■ Work instructions: Could you copy out word for word the lines below, starting with the line that contains "If you could mark the parked" and continuing through the line that contains "<point>76,411</point>", with nothing else?

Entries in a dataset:

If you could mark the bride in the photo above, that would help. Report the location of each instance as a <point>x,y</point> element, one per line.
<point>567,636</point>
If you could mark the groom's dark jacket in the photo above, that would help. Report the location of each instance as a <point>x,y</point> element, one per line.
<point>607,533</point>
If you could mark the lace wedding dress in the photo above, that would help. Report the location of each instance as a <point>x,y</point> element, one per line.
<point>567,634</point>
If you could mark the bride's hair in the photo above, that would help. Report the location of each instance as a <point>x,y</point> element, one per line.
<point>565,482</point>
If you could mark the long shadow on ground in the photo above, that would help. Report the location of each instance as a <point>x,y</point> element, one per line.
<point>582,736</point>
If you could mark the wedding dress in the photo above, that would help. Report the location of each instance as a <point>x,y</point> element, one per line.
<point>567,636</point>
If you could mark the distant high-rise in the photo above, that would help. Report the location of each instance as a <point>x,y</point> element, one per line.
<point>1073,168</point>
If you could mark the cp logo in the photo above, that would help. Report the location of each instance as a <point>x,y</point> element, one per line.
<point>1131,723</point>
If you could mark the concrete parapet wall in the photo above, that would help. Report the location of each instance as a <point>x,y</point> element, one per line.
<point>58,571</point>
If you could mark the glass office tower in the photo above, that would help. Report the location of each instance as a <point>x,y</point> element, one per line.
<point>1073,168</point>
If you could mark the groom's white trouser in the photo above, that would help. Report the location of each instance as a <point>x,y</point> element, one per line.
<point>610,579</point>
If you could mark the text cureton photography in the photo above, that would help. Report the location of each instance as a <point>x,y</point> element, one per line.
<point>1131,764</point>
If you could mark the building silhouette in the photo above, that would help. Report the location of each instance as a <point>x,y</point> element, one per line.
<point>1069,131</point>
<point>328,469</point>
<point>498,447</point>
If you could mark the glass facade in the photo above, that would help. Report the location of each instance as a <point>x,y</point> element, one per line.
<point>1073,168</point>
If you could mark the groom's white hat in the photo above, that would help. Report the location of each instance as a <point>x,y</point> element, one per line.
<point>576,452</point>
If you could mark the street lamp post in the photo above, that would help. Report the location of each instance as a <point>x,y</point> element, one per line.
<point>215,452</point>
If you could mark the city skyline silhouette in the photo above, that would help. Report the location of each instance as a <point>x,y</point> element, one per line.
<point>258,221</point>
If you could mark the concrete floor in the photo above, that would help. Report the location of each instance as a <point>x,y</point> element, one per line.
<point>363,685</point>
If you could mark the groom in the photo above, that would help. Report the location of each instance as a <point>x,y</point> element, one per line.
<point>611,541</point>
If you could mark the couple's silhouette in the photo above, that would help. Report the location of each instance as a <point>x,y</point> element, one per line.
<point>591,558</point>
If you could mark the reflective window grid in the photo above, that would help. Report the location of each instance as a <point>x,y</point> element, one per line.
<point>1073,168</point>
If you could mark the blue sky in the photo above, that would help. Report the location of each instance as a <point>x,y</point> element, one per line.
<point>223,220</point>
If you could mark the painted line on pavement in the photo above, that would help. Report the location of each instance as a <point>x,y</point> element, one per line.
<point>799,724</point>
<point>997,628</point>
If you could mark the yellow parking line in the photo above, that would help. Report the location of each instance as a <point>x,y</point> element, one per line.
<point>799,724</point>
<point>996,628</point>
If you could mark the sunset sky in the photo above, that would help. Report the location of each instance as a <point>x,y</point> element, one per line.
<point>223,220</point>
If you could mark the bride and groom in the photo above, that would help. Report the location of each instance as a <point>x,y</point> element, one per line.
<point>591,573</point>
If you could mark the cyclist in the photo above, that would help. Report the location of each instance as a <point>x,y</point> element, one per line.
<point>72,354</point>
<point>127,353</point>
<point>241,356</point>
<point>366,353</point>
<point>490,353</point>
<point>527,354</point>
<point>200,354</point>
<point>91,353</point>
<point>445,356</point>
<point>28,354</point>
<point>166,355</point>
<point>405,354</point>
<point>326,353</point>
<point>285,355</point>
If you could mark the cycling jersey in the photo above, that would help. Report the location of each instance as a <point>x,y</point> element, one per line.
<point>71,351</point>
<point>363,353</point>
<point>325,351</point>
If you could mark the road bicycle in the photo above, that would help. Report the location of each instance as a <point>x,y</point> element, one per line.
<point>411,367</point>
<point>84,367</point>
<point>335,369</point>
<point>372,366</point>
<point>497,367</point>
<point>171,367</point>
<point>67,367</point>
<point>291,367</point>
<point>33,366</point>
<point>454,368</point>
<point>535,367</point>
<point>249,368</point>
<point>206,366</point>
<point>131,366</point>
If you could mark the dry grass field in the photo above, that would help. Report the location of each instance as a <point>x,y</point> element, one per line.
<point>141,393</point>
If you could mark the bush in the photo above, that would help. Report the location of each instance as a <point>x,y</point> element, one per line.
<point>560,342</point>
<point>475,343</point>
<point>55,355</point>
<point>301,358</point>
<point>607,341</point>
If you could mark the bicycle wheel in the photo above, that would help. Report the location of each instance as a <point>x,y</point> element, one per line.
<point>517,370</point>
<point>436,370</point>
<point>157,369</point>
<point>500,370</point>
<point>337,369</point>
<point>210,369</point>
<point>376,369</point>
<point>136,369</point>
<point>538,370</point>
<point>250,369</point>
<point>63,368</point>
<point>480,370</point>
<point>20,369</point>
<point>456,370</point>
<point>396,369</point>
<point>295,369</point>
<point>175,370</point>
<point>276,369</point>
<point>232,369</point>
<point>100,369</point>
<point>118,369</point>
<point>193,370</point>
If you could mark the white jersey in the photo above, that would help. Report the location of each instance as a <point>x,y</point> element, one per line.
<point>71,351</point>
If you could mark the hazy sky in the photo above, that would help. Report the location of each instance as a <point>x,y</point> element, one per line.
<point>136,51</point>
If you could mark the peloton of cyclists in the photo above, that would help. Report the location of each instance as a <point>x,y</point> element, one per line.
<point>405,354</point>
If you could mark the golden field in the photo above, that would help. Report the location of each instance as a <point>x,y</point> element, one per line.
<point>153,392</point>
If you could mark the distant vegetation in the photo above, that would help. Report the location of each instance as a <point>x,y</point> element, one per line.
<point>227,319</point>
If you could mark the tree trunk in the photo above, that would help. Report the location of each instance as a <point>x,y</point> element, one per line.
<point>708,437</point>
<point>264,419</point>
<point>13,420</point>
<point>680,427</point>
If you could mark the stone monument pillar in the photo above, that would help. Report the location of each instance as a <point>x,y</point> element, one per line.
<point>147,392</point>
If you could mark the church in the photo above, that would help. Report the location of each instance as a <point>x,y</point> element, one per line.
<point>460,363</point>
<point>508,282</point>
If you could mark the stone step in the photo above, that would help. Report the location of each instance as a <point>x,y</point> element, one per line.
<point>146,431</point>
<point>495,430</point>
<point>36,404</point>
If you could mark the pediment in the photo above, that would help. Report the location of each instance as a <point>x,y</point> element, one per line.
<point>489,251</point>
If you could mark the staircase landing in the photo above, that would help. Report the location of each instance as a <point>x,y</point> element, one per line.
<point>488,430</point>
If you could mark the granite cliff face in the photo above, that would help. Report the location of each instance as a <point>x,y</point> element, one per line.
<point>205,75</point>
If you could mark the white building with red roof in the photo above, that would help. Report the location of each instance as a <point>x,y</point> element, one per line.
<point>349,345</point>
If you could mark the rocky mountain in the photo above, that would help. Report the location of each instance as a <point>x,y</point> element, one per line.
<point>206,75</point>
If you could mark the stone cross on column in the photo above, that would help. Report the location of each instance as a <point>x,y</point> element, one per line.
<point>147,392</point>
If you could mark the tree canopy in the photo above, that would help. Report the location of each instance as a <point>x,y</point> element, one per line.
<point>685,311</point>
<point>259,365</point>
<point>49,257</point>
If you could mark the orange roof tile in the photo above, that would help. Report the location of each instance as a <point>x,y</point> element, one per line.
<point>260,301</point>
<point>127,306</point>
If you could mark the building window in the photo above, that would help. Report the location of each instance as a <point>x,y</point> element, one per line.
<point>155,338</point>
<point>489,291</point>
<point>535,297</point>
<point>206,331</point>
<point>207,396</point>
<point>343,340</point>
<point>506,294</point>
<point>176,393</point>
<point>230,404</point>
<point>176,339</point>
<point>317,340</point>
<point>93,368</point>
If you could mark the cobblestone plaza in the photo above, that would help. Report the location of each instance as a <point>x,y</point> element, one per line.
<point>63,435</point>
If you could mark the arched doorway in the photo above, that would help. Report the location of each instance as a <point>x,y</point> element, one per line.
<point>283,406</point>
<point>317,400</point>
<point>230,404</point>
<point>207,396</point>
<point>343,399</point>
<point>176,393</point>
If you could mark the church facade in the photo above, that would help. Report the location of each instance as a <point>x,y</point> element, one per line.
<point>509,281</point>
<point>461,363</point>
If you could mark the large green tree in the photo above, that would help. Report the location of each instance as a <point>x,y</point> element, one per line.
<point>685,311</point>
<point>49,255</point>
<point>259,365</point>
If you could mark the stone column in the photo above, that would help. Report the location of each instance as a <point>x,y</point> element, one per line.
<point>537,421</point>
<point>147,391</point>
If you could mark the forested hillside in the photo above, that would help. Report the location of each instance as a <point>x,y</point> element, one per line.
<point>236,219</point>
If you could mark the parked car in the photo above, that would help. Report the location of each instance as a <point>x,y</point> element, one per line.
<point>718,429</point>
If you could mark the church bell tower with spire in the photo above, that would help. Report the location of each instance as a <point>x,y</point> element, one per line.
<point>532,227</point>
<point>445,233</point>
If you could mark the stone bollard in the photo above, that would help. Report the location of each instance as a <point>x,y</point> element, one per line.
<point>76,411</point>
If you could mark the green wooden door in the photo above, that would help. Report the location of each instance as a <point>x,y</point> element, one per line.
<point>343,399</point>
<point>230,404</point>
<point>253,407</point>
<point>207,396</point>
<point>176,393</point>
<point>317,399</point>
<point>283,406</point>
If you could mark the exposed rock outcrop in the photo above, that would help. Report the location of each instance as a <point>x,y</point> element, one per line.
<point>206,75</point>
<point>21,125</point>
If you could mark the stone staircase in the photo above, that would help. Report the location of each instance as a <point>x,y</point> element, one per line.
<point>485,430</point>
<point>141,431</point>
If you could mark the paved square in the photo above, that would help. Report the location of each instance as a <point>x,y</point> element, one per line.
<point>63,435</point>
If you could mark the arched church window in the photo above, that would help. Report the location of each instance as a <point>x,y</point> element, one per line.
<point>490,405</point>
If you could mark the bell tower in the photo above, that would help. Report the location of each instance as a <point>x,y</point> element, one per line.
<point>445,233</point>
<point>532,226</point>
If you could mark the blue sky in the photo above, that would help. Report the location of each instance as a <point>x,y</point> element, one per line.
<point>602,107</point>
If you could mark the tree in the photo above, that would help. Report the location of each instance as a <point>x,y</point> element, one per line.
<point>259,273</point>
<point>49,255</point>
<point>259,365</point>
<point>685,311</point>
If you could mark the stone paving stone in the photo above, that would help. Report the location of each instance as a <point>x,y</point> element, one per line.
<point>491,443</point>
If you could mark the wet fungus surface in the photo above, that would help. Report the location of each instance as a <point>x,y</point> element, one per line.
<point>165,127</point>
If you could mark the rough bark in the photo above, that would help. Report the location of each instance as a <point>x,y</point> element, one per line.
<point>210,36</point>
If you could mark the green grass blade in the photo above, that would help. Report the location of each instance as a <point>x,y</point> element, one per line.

■ Task solution:
If you could mark the parked car in the photo above, that would help. Report the location of each instance as a <point>x,y</point> element, one per line.
<point>718,429</point>
If you could mark the church bell tower with spire in the photo above, that would help. Report the location of each instance as a <point>x,y</point> element, one per line.
<point>532,227</point>
<point>445,233</point>
If you could mark the stone bollard in the photo above, that would help. Report the location of each instance as a <point>x,y</point> element, one per line.
<point>76,411</point>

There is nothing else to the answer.